→ **ASSIGNED TASK**: Can you transcribe every record below exactly as it appears?
+ + + + + + +
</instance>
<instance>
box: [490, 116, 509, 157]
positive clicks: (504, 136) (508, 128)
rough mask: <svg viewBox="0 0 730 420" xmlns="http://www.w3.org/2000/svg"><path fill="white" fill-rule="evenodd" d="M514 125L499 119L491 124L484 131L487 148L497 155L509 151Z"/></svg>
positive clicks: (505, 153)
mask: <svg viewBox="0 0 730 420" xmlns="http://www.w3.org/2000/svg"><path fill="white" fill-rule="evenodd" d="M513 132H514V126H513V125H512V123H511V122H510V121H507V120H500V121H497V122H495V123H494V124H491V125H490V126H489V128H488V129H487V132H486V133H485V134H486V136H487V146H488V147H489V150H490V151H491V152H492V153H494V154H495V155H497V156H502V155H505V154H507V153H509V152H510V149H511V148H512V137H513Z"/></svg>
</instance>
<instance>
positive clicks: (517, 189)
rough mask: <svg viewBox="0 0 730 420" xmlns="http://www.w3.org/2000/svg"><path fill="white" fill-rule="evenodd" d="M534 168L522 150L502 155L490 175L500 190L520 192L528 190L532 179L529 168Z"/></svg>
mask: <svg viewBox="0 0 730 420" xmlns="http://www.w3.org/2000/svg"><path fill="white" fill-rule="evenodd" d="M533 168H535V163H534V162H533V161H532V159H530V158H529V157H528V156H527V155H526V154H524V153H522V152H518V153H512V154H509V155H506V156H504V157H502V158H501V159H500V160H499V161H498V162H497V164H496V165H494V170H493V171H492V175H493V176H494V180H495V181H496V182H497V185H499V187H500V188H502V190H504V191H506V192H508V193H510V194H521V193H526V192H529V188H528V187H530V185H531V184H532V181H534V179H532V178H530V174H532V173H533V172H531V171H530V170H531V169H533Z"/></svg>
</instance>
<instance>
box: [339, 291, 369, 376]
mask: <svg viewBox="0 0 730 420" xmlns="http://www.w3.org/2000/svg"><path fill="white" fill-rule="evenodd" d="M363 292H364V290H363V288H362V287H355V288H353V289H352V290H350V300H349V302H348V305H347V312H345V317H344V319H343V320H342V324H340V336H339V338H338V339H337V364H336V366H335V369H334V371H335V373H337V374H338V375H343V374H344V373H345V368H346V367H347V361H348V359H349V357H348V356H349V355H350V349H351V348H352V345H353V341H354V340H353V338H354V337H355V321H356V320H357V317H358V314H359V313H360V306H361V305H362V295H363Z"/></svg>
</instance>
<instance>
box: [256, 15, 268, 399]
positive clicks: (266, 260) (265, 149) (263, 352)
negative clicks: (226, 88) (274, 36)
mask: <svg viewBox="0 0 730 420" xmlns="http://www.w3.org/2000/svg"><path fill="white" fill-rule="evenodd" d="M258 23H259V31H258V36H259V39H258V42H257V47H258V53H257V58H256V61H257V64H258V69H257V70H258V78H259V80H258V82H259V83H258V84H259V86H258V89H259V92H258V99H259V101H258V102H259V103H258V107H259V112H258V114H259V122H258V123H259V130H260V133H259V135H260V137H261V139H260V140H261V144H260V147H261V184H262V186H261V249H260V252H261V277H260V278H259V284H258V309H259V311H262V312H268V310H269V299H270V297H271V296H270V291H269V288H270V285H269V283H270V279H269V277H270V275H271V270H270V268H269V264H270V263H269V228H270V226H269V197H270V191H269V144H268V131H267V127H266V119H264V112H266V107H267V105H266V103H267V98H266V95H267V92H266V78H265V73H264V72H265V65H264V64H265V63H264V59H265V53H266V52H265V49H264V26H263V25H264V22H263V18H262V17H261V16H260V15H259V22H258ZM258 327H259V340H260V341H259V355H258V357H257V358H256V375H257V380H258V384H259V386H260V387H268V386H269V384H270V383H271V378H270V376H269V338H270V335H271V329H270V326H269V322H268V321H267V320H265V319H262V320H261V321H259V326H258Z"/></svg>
+ + + + + + +
→ **ANSWER TO THE EXERCISE**:
</instance>
<instance>
box: [490, 116, 509, 157]
positive clicks: (504, 136) (508, 128)
rough mask: <svg viewBox="0 0 730 420" xmlns="http://www.w3.org/2000/svg"><path fill="white" fill-rule="evenodd" d="M514 125L499 119L491 124L484 131L487 148L497 155L509 151Z"/></svg>
positive clicks: (505, 153)
mask: <svg viewBox="0 0 730 420" xmlns="http://www.w3.org/2000/svg"><path fill="white" fill-rule="evenodd" d="M513 132H514V126H513V125H512V123H511V122H510V121H507V120H500V121H497V122H495V123H494V124H491V125H490V126H489V128H488V129H487V132H486V133H485V134H486V136H487V146H488V147H489V150H490V151H491V152H492V153H494V154H495V155H497V156H502V155H505V154H507V153H509V152H510V149H511V148H512V137H513Z"/></svg>
</instance>
<instance>
positive clicks: (517, 189)
rough mask: <svg viewBox="0 0 730 420" xmlns="http://www.w3.org/2000/svg"><path fill="white" fill-rule="evenodd" d="M534 168L522 150L502 155L490 175L500 190L520 192L528 190L532 179L529 168Z"/></svg>
mask: <svg viewBox="0 0 730 420" xmlns="http://www.w3.org/2000/svg"><path fill="white" fill-rule="evenodd" d="M533 168H535V163H534V162H533V161H532V159H530V158H529V157H528V156H527V155H526V154H524V153H522V152H518V153H512V154H509V155H506V156H504V157H502V158H501V159H500V160H499V161H498V162H497V164H496V165H494V170H493V171H492V175H493V176H494V180H495V181H496V182H497V185H499V187H500V188H502V190H504V191H506V192H508V193H510V194H521V193H526V192H529V188H528V187H530V185H531V184H532V181H534V179H532V178H530V174H532V173H533V172H531V171H530V170H531V169H533Z"/></svg>
</instance>
<instance>
box: [339, 291, 369, 376]
mask: <svg viewBox="0 0 730 420" xmlns="http://www.w3.org/2000/svg"><path fill="white" fill-rule="evenodd" d="M363 292H364V290H363V288H362V287H355V288H353V289H352V290H350V300H349V302H348V305H347V312H345V317H344V319H343V320H342V324H340V336H339V338H338V339H337V364H336V366H335V369H334V371H335V373H337V374H338V375H343V374H344V373H345V368H346V367H347V361H348V359H349V357H348V356H349V355H350V349H351V348H352V345H353V341H354V340H353V338H354V337H355V321H356V320H357V317H358V314H359V313H360V306H361V305H362V295H363Z"/></svg>
</instance>
<instance>
box: [256, 15, 268, 399]
positive clicks: (266, 260) (265, 149) (263, 352)
negative clicks: (226, 88) (274, 36)
mask: <svg viewBox="0 0 730 420" xmlns="http://www.w3.org/2000/svg"><path fill="white" fill-rule="evenodd" d="M258 23H259V31H258V36H259V39H258V42H257V47H258V53H257V58H256V61H257V64H258V69H257V70H258V78H259V80H258V82H259V83H258V84H259V86H258V89H259V92H258V99H259V101H258V102H259V103H258V107H259V112H258V114H259V122H258V123H259V130H260V133H259V135H260V137H261V139H260V140H261V144H260V147H261V184H262V186H261V249H260V252H261V277H260V278H259V284H258V309H259V311H262V312H268V310H269V299H270V297H271V296H270V291H269V288H270V285H269V283H270V279H269V277H270V275H271V270H270V268H269V264H270V263H269V228H270V226H269V197H270V191H269V144H268V131H267V127H266V119H264V112H266V107H267V105H266V103H267V98H266V95H267V92H266V78H265V73H264V72H265V65H264V64H265V63H264V59H265V53H266V52H265V49H264V26H263V25H264V22H263V18H262V17H261V16H260V15H259V22H258ZM258 327H259V340H260V341H259V355H258V357H257V358H256V375H257V380H258V384H259V386H260V387H268V386H269V384H270V383H271V378H270V376H269V338H270V335H271V329H270V326H269V322H268V321H267V320H265V319H262V320H261V321H259V326H258Z"/></svg>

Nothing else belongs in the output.